___ Source material ___

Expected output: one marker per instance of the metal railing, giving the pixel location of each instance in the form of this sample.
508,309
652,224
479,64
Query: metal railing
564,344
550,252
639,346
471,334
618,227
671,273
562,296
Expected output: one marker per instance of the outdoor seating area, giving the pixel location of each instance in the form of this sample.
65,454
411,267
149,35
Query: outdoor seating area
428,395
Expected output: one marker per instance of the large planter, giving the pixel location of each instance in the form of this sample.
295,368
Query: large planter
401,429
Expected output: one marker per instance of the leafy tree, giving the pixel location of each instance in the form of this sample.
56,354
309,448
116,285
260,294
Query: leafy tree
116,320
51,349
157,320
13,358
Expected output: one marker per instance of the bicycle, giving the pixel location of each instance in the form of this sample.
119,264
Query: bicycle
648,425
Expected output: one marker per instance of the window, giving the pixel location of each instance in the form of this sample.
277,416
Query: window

___

-- Your task --
Output every line of the rows above as a JSON list of strings, one string per line, omitting blank lines.

-- Task result --
[
  "Expected output: one marker per instance of the metal railing, giving the pixel location of each instance in the form of this sample.",
  "508,309",
  "652,224",
  "479,64",
  "Query: metal railing",
  "564,344",
  "550,252",
  "639,346",
  "471,334",
  "618,227",
  "671,273",
  "562,296",
  "Expected output: one marker per instance of the outdoor seating area, giving the pixel location of each instance in the form of this sample.",
  "65,454",
  "411,267",
  "149,35",
  "Query: outdoor seating area",
  "428,395",
  "Expected output: one marker per instance of the large planter, giving the pixel location of each instance in the form of this sample.",
  "295,368",
  "Query: large planter",
  "401,429",
  "Expected output: one marker per instance of the leafy tree, giving the pixel location of each instance in the form of this sample.",
  "56,354",
  "309,448",
  "116,285",
  "260,294",
  "Query: leafy tree",
  "116,320",
  "51,349",
  "157,320",
  "13,358",
  "Expected output: one marker per instance of the bicycle, giving the pixel location of each instance in the form of this sample.",
  "119,264",
  "Query: bicycle",
  "648,425",
  "Expected output: one marker per instance of the window, giving the pixel location of each instance in the form of this sample.",
  "277,416",
  "Query: window"
]